### Extrait du texte ###

Si la bande couleur intermédiaire est composée de 5 fleurs, elle se distribue en deux groupes de 2 +3

(Voir Article 62, Utilisation des nombres impairs en ikebana).

 

 

Le groupe le plus proche du centre de la composition (qu’il soit composé de 2 ou 3 fleurs) est « plus lourd, plus épais, plus dense » que le groupe le plus éloigné du centre de la composition dans lequel les fleurs sont « plus légères, plus claires et plus espacées ».

Les règles des « 6 kakis de Mu Qi » s’appliquent sur l’ensemble de la composition, Épais au centre, aminci en périphérie, plus foncé au centre, plus clair à la périphérie, ce qui donne :

Au centre, couleur plus foncée avec les célosies rouges (photo de droite) mais couleur plus claire avec les œillets puisque les amaryllis sont déjà de couleur foncée (photo de gauche).

###

Consigne a → Résume en deux phrases l'extrait sur l'ikebana.

### Données extraites ###

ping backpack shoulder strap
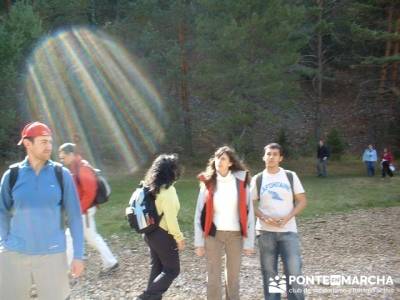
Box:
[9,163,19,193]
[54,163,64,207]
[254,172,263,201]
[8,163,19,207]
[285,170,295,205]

###
### Données extraites ###

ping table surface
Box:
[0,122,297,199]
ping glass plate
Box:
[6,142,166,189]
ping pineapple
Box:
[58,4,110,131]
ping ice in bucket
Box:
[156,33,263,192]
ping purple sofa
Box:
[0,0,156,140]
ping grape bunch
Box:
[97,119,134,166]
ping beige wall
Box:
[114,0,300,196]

###

Consigne b → Transforme en liste numérotée les lignes des entrées du jeu de données en commençant par celle qui contient « ping glass plate » et en terminant par celle qui contient « [114,0,300,196] », ces deux lignes comprises. Laisse de côté les lignes vides.

Réponse a → Quand la bande couleur intermédiaire compte 5 fleurs, elle se partage en deux groupes de 2 et 3, et le groupe le plus proche du centre est plus lourd, plus épais et plus dense que le groupe plus éloigné, dont les fleurs sont plus légères, plus claires et plus espacées. Les règles des « 6 kakis de Mu Qi » valent pour toute la composition : épaisse et plus foncée au centre, amincie et plus claire à la périphérie.

Réponse b →
1. ping glass plate
2. Box:
3. [6,142,166,189]
4. ping pineapple
5. Box:
6. [58,4,110,131]
7. ping ice in bucket
8. Box:
9. [156,33,263,192]
10. ping purple sofa
11. Box:
12. [0,0,156,140]
13. ping grape bunch
14. Box:
15. [97,119,134,166]
16. ping beige wall
17. Box:
18. [114,0,300,196]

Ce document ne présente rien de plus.